---- THE DATA

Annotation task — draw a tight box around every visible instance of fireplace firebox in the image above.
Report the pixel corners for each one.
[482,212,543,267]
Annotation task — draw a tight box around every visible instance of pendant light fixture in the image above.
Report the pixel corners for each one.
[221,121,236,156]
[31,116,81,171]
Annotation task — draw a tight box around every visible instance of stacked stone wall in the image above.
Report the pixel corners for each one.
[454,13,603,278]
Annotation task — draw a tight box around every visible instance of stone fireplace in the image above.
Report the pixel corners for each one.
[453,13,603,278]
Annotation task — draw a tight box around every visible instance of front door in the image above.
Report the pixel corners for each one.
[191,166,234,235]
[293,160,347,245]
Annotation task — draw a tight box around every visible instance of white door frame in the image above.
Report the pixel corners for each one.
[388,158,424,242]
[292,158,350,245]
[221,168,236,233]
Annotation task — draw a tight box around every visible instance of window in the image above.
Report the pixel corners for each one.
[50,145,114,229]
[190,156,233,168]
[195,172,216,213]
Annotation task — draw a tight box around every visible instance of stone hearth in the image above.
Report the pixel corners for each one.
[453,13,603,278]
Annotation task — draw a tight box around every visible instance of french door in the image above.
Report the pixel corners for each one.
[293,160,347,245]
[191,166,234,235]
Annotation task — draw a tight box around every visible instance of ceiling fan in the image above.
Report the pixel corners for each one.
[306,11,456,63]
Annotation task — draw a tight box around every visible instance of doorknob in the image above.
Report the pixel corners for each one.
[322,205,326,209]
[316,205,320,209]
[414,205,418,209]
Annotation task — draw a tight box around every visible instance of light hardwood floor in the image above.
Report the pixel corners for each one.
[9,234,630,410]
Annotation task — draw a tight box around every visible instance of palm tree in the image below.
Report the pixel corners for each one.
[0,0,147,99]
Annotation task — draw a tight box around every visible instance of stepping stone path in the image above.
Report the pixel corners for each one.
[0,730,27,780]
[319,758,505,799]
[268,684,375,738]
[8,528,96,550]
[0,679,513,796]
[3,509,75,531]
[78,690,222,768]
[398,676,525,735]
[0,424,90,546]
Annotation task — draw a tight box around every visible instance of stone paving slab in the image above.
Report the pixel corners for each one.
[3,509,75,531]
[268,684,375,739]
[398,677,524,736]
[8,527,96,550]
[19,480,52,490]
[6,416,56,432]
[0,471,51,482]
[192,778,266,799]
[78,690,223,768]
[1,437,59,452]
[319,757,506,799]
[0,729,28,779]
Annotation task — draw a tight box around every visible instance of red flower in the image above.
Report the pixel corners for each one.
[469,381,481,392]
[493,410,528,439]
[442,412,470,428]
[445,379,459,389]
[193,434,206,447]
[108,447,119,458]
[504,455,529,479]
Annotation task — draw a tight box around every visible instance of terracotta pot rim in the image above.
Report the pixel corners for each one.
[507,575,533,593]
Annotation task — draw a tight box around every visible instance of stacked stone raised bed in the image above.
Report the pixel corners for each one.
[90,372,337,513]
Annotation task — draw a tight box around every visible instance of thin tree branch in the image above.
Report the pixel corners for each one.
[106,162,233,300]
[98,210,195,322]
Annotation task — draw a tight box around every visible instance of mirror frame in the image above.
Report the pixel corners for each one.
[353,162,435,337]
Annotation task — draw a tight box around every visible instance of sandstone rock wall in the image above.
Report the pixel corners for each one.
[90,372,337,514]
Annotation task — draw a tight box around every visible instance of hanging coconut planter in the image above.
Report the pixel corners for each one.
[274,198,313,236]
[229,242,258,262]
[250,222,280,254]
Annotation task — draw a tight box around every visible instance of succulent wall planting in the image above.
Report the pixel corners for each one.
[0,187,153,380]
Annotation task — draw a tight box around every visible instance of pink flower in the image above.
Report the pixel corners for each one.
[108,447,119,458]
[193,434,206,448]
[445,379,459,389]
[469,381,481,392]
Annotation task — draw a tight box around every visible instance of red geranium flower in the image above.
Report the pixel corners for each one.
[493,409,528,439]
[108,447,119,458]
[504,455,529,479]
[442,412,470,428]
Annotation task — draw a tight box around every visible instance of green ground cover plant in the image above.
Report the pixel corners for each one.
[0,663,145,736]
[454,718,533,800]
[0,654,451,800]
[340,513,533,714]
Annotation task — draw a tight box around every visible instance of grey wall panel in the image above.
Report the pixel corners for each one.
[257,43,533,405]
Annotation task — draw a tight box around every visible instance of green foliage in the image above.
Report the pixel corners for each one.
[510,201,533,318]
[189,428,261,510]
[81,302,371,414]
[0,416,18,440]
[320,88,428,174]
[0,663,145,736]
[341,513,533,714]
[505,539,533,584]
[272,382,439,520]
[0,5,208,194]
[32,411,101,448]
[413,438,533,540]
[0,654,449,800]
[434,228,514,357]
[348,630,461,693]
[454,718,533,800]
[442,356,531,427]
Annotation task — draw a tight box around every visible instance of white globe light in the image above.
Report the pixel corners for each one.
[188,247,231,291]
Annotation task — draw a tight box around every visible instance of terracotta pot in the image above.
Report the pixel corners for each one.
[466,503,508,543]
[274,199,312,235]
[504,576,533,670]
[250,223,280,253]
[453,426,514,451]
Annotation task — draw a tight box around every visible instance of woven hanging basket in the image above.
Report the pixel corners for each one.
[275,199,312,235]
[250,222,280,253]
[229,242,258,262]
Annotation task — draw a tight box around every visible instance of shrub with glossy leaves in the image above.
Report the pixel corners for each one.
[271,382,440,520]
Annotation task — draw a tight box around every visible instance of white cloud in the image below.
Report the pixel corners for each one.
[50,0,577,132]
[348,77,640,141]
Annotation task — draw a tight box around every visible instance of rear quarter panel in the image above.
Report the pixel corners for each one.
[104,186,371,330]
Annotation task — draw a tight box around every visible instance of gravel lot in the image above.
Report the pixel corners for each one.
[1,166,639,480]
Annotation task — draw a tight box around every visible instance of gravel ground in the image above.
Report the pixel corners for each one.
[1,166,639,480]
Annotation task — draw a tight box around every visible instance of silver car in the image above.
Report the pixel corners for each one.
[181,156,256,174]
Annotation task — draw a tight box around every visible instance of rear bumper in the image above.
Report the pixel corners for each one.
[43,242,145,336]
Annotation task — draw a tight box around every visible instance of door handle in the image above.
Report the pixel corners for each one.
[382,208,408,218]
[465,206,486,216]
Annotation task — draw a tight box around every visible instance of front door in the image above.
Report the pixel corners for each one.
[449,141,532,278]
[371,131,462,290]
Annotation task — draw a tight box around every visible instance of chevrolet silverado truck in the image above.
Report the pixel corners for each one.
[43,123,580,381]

--------

(EXERCISE)
Check the listing above for "panel". Show every line where it turns up.

(ANSWER TO THIS EXERCISE)
Annotation task — draw a tight box around every visible instance of grey wall panel in the image above.
Annotation task — draw a tight box around every visible instance of rear quarter panel in the image above.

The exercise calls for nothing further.